BEGIN

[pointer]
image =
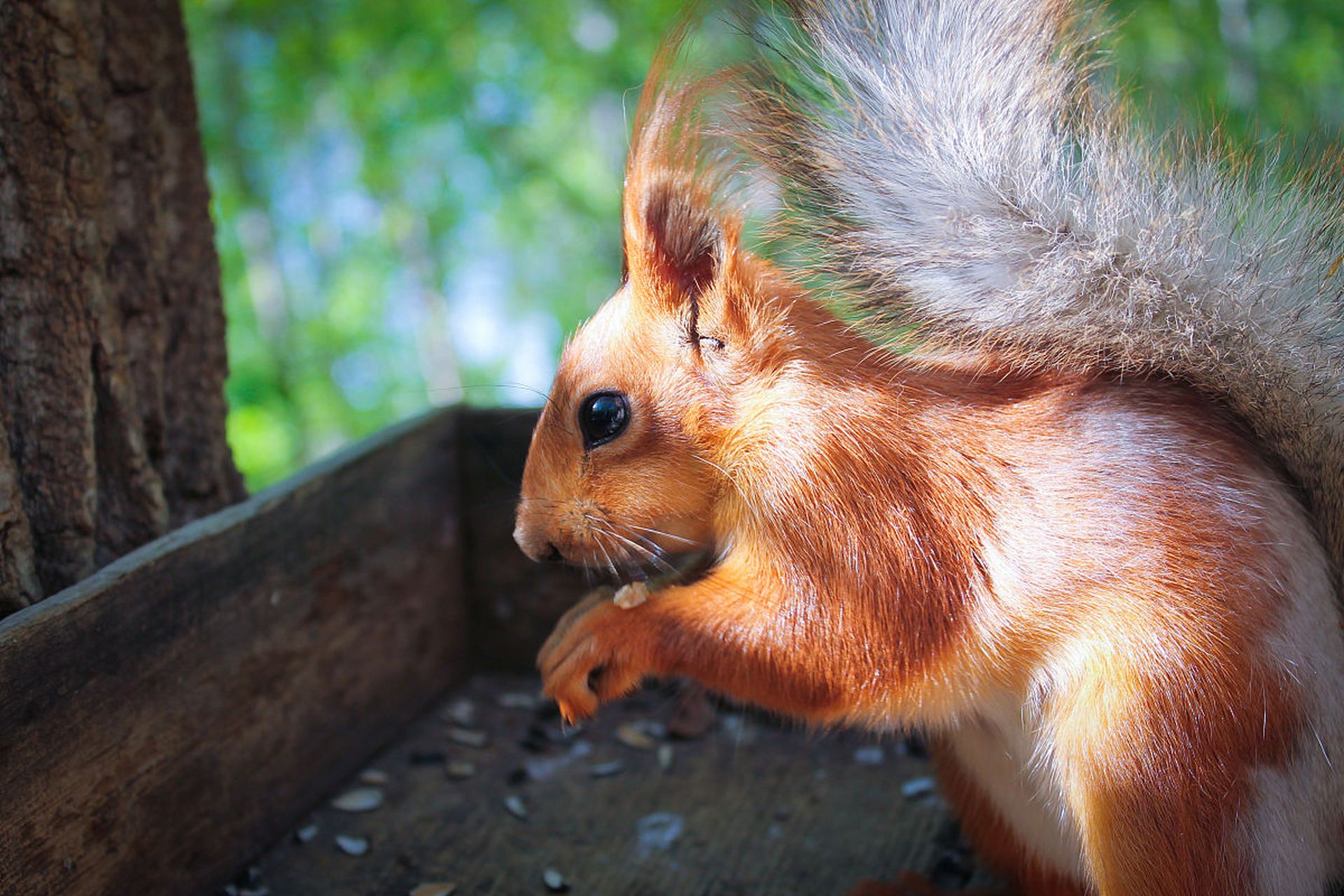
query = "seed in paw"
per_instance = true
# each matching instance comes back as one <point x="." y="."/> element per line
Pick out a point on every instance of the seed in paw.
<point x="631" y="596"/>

END
BEGIN

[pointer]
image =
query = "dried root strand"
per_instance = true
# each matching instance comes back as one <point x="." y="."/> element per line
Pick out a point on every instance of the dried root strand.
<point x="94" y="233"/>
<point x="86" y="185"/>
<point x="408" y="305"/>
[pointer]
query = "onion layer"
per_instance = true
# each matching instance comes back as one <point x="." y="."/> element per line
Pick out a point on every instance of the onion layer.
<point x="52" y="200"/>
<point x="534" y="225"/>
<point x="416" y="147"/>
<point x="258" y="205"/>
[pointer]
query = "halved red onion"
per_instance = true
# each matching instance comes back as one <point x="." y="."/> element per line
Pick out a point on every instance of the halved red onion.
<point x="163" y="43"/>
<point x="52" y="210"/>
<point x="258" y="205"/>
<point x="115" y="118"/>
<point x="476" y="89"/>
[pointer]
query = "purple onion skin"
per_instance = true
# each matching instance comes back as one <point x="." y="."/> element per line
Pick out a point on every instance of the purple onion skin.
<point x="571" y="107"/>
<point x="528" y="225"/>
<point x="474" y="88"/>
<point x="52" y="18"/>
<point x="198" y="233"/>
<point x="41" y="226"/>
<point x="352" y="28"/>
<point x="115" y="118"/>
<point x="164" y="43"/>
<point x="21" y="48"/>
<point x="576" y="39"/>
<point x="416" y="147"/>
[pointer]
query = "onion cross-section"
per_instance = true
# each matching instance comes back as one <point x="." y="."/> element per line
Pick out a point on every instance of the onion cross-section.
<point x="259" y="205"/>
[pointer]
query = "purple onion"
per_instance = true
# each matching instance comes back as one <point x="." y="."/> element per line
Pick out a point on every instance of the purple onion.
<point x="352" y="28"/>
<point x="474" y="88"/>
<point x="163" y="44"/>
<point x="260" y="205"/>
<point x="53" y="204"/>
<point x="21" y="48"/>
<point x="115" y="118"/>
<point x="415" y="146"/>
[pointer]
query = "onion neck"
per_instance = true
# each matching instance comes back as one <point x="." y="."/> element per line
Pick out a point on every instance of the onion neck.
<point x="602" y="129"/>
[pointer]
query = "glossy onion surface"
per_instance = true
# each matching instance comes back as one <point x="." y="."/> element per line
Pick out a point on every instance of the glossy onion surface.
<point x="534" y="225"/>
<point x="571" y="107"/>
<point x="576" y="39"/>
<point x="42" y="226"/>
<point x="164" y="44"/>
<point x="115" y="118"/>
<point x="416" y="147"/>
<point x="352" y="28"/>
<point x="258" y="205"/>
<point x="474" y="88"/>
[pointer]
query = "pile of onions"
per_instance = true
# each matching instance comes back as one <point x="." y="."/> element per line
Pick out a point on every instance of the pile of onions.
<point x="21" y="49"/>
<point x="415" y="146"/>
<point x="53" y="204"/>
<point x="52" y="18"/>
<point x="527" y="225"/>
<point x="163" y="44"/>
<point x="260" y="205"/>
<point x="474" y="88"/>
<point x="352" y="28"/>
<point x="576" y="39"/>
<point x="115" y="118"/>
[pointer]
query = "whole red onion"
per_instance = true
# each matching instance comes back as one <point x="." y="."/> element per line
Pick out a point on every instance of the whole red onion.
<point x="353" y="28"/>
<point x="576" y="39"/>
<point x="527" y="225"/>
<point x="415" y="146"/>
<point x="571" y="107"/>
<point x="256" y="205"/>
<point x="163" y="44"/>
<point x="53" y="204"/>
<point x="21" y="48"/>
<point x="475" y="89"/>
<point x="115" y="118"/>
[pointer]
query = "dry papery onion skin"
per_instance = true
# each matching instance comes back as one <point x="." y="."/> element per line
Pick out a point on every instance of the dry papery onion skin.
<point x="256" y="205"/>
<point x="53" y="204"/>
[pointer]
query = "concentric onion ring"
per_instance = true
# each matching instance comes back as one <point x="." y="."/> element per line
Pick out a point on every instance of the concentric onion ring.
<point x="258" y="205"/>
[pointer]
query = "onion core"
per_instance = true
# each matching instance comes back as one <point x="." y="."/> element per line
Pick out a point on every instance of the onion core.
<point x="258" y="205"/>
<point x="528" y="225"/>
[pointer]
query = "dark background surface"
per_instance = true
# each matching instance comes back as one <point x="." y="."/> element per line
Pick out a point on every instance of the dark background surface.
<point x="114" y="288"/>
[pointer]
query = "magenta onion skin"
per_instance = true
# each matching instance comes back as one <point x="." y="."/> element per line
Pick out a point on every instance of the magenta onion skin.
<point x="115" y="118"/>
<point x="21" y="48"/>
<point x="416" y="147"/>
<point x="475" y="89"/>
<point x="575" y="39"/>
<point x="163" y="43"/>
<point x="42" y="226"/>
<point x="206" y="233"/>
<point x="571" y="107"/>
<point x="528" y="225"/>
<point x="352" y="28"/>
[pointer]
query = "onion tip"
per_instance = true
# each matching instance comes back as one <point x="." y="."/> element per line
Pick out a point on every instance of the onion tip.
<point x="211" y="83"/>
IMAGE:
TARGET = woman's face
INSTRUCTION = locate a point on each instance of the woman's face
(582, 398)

END
BEGIN

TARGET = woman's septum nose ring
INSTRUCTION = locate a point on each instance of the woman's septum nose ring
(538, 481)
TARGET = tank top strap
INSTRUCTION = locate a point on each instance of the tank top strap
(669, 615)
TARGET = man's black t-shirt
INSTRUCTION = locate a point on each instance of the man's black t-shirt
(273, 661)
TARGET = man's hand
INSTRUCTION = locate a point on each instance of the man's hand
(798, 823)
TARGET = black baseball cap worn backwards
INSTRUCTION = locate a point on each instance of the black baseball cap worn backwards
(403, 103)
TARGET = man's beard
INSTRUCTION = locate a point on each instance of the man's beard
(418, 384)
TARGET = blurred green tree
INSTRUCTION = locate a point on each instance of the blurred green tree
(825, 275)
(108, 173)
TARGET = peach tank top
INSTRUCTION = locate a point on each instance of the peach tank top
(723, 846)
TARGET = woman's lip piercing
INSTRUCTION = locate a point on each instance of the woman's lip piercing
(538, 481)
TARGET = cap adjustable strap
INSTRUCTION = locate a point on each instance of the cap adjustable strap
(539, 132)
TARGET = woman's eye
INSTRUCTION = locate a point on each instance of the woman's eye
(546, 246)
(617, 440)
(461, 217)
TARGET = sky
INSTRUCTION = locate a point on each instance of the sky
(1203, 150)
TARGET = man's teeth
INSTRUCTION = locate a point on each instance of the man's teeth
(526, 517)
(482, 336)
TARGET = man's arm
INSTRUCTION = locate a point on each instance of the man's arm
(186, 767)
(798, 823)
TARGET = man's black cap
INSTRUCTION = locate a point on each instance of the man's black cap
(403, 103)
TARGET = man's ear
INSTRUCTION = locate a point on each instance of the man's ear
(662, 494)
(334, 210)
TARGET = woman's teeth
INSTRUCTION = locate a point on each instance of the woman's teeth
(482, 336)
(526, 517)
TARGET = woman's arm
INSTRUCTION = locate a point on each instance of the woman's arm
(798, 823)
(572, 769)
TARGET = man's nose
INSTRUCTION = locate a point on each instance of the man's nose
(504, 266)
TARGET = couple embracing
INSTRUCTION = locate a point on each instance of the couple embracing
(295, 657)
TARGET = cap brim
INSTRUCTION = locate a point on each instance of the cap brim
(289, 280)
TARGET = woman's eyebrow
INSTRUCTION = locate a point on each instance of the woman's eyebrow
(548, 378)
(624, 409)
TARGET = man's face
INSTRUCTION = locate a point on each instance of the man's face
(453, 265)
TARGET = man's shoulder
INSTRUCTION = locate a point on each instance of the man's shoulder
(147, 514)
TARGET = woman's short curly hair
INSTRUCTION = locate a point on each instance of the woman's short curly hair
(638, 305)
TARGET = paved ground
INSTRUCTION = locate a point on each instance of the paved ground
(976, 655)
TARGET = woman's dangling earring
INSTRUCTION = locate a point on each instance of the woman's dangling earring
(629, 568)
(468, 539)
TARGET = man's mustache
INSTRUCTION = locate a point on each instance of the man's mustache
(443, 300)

END

DIRECTIONS FOR THIS TASK:
The required answer is the exact run of lines above starting at the line with "INSTRUCTION = locate a point on each instance of the black" and ending at the line with "TARGET = peach tank top", with both ends present.

REPLY TO THE TASK:
INSTRUCTION = locate a point on each instance of the black baseball cap worn backwards
(403, 103)
TARGET = man's beard
INSTRUCTION = locate a point on each instance of the man's beard
(418, 384)
TARGET = blurred green tree
INSTRUCTION = locate a point on each instance of the blurred green tree
(825, 275)
(108, 173)
TARGET = peach tank top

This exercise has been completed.